(Excerpt from a dataset)
------------------------------

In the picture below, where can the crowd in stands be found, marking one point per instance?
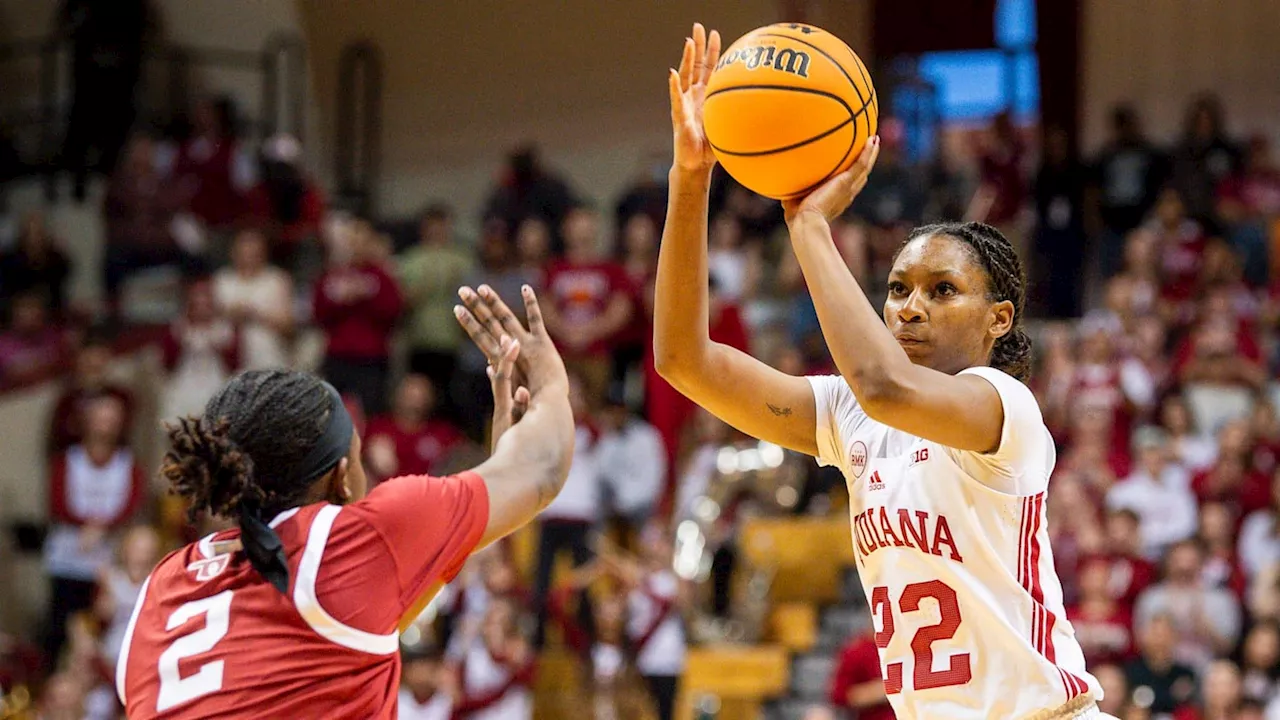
(1157, 386)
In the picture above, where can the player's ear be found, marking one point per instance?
(338, 488)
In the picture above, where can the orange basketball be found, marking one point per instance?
(787, 106)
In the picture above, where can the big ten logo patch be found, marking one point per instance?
(787, 60)
(858, 458)
(209, 569)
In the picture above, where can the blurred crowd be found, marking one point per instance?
(1152, 272)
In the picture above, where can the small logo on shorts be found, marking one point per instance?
(858, 458)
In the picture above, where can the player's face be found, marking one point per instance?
(937, 305)
(356, 481)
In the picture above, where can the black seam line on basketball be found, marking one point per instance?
(827, 55)
(792, 146)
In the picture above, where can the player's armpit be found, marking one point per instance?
(750, 396)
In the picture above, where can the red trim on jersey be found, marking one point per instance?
(1028, 577)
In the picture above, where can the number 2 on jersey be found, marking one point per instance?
(924, 675)
(176, 689)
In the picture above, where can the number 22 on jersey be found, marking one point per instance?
(922, 643)
(176, 689)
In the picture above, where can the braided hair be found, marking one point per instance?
(1006, 279)
(240, 459)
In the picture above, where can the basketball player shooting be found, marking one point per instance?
(296, 611)
(944, 449)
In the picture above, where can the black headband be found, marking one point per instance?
(333, 445)
(261, 545)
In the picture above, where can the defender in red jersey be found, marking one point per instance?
(296, 613)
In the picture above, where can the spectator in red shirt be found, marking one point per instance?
(666, 408)
(1004, 188)
(94, 487)
(31, 347)
(856, 684)
(1220, 695)
(589, 301)
(286, 203)
(408, 441)
(1217, 531)
(1180, 242)
(357, 304)
(1130, 573)
(87, 381)
(1102, 624)
(638, 253)
(213, 165)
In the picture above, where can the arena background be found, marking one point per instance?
(452, 87)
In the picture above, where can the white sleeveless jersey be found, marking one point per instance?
(952, 551)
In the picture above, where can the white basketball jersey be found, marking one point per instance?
(952, 551)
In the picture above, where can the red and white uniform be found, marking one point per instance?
(211, 638)
(952, 551)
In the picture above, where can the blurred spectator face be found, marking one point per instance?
(248, 253)
(437, 227)
(140, 156)
(1157, 637)
(1221, 686)
(611, 611)
(201, 306)
(1175, 417)
(1217, 524)
(725, 233)
(104, 420)
(494, 249)
(1096, 347)
(1115, 688)
(1119, 296)
(498, 575)
(206, 119)
(415, 397)
(581, 232)
(1152, 454)
(91, 364)
(30, 314)
(499, 624)
(1183, 564)
(35, 233)
(1235, 438)
(140, 550)
(1169, 209)
(1093, 580)
(1205, 121)
(639, 236)
(1150, 336)
(1139, 251)
(1264, 419)
(1262, 647)
(1124, 123)
(533, 241)
(1123, 534)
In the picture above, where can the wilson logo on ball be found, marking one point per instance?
(786, 60)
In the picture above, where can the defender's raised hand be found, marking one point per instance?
(487, 319)
(688, 94)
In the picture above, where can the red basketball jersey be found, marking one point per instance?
(211, 638)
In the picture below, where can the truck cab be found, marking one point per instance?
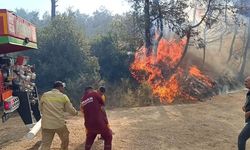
(18, 91)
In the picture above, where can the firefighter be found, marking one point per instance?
(96, 121)
(53, 104)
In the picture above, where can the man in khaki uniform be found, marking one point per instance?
(53, 104)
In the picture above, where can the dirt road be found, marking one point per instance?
(210, 125)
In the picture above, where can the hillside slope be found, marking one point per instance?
(210, 125)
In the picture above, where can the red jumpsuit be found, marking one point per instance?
(95, 120)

------------------------------

» **Exercise brief**
Every line of the material is to be quoted exactly, with no pictures carried over.

» **Response to this exercise**
In the picture below, where can the crowd in stands be found, marking one point per instance?
(1157, 386)
In the picture above, where can the player's ear be found, marking one point per instance?
(338, 488)
In the picture above, where can the orange basketball be found, marking one point per instance?
(787, 106)
In the picture above, where can the big ten logo patch be found, marking one point per instance?
(787, 60)
(858, 458)
(209, 569)
In the picture above, where can the blurred crowd be found, marking one point per instance?
(1152, 272)
In the picture above, where can the small logo on shorts be found, marking one point per instance?
(858, 458)
In the picture above, where can the player's face be found, marking one point per instance?
(937, 305)
(356, 481)
In the picture above, where can the black seam line on basketball be found, marking one point per instance?
(827, 55)
(792, 146)
In the picture above, where can the player's armpit be found, marking one point per instance?
(750, 396)
In the picture above, where can the red trim on jersey be found, marking one point per instance?
(1028, 577)
In the picture above, where can the number 2 on jersey be found, marking one point per instance?
(924, 675)
(176, 689)
In the picture above, where can the number 22 on jersey be found, marking one point per instance?
(922, 643)
(176, 689)
In the picture above, where can the braided hair be found, marking one point per instance?
(1006, 279)
(240, 459)
In the picture above, where can the basketball player shooting be found, marking one point per instance?
(296, 611)
(944, 449)
In the picture above, where can the black headband be found, marking one point per instance?
(333, 445)
(261, 545)
In the picture above, where can the defender in red jersey be found, marking one point per instance?
(296, 613)
In the picture above, where can the spectator in red shirt be found, marking one point per instance?
(666, 408)
(1004, 188)
(94, 487)
(31, 347)
(856, 684)
(1220, 695)
(589, 301)
(286, 203)
(408, 441)
(1217, 531)
(1180, 242)
(357, 304)
(1130, 573)
(87, 381)
(1102, 624)
(638, 253)
(213, 165)
In the picture above, where can the arena background be found, marking one point per instance?
(452, 87)
In the picture above, where can the white sleeveless jersey be found, marking one point per instance?
(952, 551)
In the picture above, where can the white basketball jersey be found, marking one point per instance?
(952, 551)
In the picture above, where can the red and white uniform be found, marking one point per instance?
(211, 638)
(952, 551)
In the picture above, where can the blurred spectator face be found, marking one point per instance?
(248, 253)
(437, 227)
(140, 156)
(1157, 637)
(1221, 686)
(611, 611)
(201, 306)
(1175, 417)
(1217, 524)
(725, 233)
(104, 420)
(494, 249)
(1096, 347)
(1115, 688)
(1119, 296)
(498, 575)
(206, 119)
(415, 397)
(581, 232)
(1152, 454)
(91, 364)
(30, 314)
(499, 624)
(1183, 564)
(35, 233)
(1235, 438)
(140, 550)
(1169, 209)
(1093, 580)
(1205, 121)
(639, 236)
(1150, 336)
(1139, 251)
(1264, 419)
(1262, 647)
(1124, 123)
(533, 241)
(1123, 534)
In the picture above, where can the wilson logo on ball be found, marking one point per instance?
(786, 60)
In the picture above, where can the defender's raised hand be found, marking one point per instance?
(487, 319)
(688, 94)
In the picture above, where can the red basketball jersey be found, marking one point per instance?
(211, 638)
In the picture below, where can the truck cab be found, marking one point per instance?
(18, 91)
In the picture above, where can the firefighter be found, marking one point per instance?
(96, 121)
(53, 104)
In the picture above, where can the man in khaki uniform be found, marking one point per instance?
(53, 104)
In the picture above, where can the dirt road be found, marking one point per instance?
(210, 125)
In the picture above, where can the hillside slope be found, marking one point per instance?
(210, 125)
In the picture above, where can the red jumpsuit be found, marking one point per instance?
(95, 120)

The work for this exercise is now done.